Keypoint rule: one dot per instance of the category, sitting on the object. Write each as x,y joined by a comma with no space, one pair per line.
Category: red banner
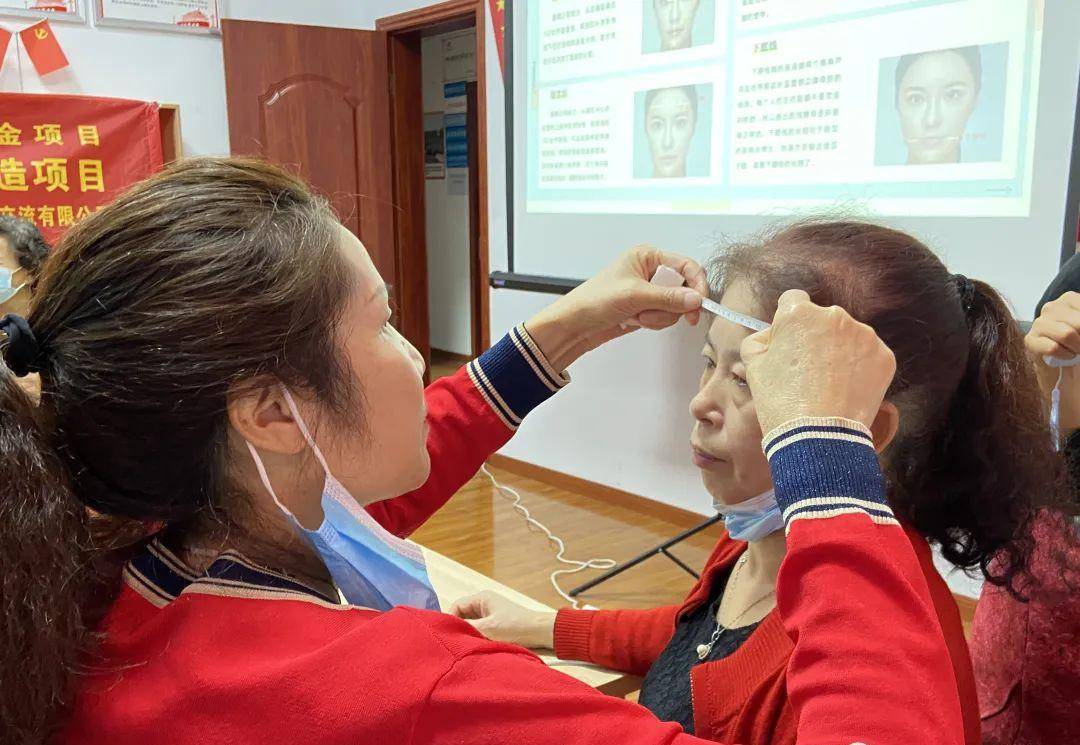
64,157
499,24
==
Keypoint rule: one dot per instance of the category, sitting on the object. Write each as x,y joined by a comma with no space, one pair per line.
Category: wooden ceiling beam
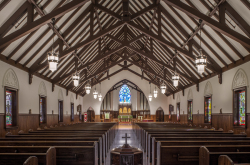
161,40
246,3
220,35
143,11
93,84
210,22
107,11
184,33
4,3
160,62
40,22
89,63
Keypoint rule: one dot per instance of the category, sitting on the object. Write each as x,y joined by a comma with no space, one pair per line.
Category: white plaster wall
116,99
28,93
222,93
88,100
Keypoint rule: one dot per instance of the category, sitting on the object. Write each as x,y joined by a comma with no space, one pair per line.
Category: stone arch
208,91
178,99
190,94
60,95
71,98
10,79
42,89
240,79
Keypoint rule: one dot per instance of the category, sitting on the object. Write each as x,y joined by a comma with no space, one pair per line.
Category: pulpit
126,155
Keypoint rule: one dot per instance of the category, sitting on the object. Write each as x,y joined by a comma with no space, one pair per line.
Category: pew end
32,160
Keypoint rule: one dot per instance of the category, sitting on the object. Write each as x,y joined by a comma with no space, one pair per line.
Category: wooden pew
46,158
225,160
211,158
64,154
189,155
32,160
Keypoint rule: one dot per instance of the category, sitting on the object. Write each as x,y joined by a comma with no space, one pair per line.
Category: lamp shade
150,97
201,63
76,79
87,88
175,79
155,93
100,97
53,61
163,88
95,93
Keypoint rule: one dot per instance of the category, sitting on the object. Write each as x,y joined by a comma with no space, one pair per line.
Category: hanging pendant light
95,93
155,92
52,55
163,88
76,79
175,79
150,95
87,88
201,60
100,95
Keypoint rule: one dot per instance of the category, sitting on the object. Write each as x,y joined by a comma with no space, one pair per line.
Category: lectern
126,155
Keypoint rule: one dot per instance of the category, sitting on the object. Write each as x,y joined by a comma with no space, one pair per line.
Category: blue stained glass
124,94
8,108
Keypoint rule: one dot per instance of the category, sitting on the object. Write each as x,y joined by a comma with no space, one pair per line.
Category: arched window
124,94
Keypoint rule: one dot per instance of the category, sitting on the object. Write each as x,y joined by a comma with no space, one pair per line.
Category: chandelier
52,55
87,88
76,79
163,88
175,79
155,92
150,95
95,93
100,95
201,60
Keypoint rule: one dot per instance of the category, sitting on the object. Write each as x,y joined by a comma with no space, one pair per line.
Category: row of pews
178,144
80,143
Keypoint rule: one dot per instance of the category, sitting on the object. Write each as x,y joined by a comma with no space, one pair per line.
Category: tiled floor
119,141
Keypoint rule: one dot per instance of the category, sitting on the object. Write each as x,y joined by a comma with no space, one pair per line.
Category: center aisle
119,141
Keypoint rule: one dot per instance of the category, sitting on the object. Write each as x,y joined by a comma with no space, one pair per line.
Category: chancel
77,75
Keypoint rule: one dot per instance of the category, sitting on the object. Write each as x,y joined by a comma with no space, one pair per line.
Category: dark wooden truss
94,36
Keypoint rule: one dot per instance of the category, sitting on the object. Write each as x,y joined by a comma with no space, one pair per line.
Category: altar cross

WHAT IS REQUIRED: Scan the lines above for "Category: chandelier" and for "Category: altar cross". Repeat exactly the line holding each of them and every line in between.

EXERCISE RESPONSE:
Category: chandelier
52,55
87,88
76,79
163,88
175,79
155,92
150,95
95,93
100,95
201,60
Keypoint rule: one dot per instance of the category, sitting on the object. Write each as x,y joined by a comma with no space, one pair per line.
Category: row of pews
178,144
80,143
Keypoint rule: one dot per instance of the category, sitting on the object. Write each as x,y joined by a comma with no space, one pair per line.
Category: tiled floor
119,141
Keypoint rule: one dot per instance of the category, sitting on the object. Write each as x,y joined by a comma with no space, one pair per line.
Category: center aisle
119,141
Keypoint rule: one dot per instance of the category, sitting on the object. Write each as x,y joined by a comma with no space, one pair per line.
Category: chancel
77,75
Keypoint rule: one dot per instance of the category, sitting on the object. Write each as x,y joined by a comma with no space, one pair per line.
Category: dark wooden truss
94,36
Keypoint rule: one dot per instance of the category, sitting on the object. Write each as x,y joined by a comma with no space, one pair per line.
Category: altar cross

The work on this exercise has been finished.